> YOUR OBJECTIVE: Reproduce only the stretch of entries below that begins at the first line and ends at the line holding "gear wheel, placing a dot on each.".

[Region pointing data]
........
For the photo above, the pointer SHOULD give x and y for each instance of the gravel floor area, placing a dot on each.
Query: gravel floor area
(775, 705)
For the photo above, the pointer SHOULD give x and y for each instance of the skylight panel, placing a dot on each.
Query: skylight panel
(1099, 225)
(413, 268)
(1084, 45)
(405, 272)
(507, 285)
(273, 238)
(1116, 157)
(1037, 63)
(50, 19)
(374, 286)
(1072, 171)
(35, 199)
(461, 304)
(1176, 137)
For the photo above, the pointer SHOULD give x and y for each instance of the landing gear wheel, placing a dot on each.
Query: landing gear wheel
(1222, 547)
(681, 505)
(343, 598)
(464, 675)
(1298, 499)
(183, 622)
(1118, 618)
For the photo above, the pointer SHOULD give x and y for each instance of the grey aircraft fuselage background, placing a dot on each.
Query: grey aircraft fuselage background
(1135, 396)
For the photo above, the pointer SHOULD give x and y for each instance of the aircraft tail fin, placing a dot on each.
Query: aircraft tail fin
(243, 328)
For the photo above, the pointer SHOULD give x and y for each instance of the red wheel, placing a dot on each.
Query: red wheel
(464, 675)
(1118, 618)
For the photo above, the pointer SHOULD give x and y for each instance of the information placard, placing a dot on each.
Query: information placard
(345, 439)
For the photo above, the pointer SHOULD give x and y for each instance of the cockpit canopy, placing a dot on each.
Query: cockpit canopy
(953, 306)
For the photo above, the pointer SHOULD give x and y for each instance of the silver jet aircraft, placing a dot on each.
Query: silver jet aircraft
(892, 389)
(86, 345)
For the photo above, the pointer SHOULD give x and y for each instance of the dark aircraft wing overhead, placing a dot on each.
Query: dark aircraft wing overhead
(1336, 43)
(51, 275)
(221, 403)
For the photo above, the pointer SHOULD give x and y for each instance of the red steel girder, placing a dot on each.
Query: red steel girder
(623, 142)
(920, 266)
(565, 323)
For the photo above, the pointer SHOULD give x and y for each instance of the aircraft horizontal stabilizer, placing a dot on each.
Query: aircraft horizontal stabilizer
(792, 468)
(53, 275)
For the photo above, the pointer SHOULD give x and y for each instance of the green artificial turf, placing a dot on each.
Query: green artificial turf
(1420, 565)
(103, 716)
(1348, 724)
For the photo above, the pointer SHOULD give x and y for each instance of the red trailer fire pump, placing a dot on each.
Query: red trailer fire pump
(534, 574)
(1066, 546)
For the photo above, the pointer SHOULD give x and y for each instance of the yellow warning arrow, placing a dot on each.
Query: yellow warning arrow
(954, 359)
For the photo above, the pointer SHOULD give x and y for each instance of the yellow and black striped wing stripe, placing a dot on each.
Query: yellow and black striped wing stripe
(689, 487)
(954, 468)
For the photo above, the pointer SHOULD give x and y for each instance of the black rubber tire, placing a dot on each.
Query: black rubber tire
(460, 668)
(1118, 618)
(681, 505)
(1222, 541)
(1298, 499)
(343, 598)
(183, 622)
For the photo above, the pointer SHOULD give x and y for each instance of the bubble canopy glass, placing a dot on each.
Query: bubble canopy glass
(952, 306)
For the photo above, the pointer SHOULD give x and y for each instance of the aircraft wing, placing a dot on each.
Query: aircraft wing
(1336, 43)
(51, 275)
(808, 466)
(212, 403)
........
> EXPECTED ANSWER:
For the photo above, the pointer SHOULD give x and y for each instance of the gravel floor area, placing a dot on each.
Query: gravel floor area
(775, 705)
For the photo above, the pointer SHOULD give x and y for each instance of the skylight panel, placing a dot on each.
Query: skylight panel
(1099, 225)
(413, 268)
(1084, 45)
(405, 272)
(507, 285)
(273, 238)
(1116, 157)
(1037, 63)
(50, 19)
(374, 286)
(1072, 171)
(35, 199)
(461, 304)
(1176, 137)
For the photo above, the pointer SHOULD give x and y for each instance of the landing gear wheel, placing a dot on each.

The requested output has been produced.